Il tuo compito ▸
Secondo il brano scelto, da quale età chi scrive è in cura presso i Servizi di Salute Mentale?

Brano scelto ▸
==============================
Ricordo che dopo l’esperienza di ricerca con i ragazzi di Mediterraneo tutti questi piccoli ma fondamentali elementi del percorso personale dell’utente ricercatore hanno portato, all’interno di un cammino che implica crescita e conseguente modificazione di alcune parti di sé, alla nascita, alla formazione e allo sviluppo di gruppi di Auto Mutuo Aiuto, nati e gestiti autonomamente, con lo scopo di una continua ricerca e ascolto di se stessi attraverso gli altri, principale campo di formazione del “ricercatore d’esperienza”.
Sono in cura presso i Servizi di Salute Mentale dall’età di quindici anni e tuttora sono in cura.
Attualmente lavoro presso l’Associazione Mediterraneo e studio alla facoltà di Scienze dell’Educazione e della Formazione dell’Università di Firenze, sono al secondo anno; il mio percorso verso la comprensione delle mie passioni, dei miei desideri, delle mie aspirazioni, dei miei limiti sono stati un attenta elaborazione dei miei
bisogni, comprensione e accettazione dei mille volti di cui la sofferenza è composta. La ricerca, a cui ho partecipato in maniera attiva, sia nella sua composizione sia nella successiva somministrazione e analisi, è stata fonte di messa alla prova di un passato di cui avevo paura, un presente che non coglievo, quasi sfuggente e di un futuro di cui ignoravo l’esistenza… attraverso la ricerca, con le sue fasi, ho avuto l’occasione di conoscermi e di apprendere da me stessa e da ciò che tutta l’equipe andava a indagare, distaccandomi dall’odio delle mie emozioni per accogliere l’ascolto costruttivo offerto in quei momenti che hanno posto la riflessione critica della propria esperienza, tipica della ricerca, e le informazioni, prive di interpretazioni, che l’indagine rileva al suo fine, costrutto di un percorso di arricchimento e, conseguentemente, di un cammino verso una stabilità nella vita quotidiana che permette di poter cogliere il presente e di progettare il proprio domani.
==============================
Materiale fornito ▸
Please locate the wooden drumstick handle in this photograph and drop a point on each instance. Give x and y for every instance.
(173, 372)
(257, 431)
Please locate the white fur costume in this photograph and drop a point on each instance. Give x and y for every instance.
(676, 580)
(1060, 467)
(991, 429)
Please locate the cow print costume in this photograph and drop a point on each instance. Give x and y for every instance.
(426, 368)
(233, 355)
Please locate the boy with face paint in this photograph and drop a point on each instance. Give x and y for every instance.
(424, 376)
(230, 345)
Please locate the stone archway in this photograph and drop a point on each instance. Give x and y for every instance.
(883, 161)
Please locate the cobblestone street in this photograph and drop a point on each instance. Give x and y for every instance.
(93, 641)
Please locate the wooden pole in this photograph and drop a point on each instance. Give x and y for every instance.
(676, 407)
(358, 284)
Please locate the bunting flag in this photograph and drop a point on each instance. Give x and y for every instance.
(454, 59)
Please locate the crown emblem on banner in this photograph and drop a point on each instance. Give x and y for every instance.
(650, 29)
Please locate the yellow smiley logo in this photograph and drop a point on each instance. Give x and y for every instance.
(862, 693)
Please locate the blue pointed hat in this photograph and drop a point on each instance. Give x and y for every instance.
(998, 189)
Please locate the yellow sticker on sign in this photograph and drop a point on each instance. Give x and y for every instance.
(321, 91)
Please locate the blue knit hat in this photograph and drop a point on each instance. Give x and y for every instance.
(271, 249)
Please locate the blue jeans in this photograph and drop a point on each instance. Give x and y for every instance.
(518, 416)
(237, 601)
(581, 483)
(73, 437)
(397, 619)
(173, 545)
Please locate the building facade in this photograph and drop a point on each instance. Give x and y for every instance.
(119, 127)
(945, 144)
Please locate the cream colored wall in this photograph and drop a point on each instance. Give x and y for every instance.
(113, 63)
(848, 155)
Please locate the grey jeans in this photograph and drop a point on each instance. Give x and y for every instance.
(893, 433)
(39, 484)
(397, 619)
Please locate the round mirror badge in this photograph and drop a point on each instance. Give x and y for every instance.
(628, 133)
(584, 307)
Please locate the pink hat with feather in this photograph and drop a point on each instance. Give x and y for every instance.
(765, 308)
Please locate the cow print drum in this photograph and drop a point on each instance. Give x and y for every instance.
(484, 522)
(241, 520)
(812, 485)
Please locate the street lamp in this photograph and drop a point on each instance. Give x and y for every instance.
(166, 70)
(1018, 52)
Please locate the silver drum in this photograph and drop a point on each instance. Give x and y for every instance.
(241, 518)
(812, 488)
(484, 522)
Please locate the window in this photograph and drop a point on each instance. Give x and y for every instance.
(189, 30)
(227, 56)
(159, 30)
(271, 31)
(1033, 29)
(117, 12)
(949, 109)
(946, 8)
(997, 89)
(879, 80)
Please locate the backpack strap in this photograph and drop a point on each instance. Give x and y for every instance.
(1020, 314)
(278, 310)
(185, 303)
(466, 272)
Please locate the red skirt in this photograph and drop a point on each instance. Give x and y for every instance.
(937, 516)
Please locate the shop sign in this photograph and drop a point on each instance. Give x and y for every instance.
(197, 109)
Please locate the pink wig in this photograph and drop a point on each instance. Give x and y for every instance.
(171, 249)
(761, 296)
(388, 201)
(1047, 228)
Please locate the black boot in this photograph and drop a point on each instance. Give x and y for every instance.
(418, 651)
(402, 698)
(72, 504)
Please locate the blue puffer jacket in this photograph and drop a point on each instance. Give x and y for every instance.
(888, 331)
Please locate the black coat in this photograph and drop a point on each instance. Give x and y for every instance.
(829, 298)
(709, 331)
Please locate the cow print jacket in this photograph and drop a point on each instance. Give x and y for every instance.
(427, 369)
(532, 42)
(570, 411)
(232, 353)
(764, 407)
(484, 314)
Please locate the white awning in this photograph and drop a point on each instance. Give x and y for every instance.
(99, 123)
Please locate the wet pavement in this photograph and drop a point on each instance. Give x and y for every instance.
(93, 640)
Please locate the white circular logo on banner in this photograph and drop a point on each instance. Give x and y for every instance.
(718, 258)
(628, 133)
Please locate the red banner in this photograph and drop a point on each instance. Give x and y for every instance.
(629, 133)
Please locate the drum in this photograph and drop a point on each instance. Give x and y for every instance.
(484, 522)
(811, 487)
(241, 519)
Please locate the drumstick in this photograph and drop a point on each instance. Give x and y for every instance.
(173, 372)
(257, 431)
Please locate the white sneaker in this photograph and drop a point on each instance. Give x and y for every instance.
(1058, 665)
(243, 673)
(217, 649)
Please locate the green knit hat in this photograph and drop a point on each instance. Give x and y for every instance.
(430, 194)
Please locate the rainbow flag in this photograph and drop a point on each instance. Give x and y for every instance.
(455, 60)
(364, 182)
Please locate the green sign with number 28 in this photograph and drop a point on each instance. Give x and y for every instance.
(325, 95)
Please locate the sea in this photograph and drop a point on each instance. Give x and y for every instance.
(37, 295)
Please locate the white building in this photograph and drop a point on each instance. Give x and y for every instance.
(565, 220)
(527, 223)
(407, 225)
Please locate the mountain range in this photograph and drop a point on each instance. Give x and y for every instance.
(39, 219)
==============================
Soluzione esercizio ▸
Dall'età di quindici anni.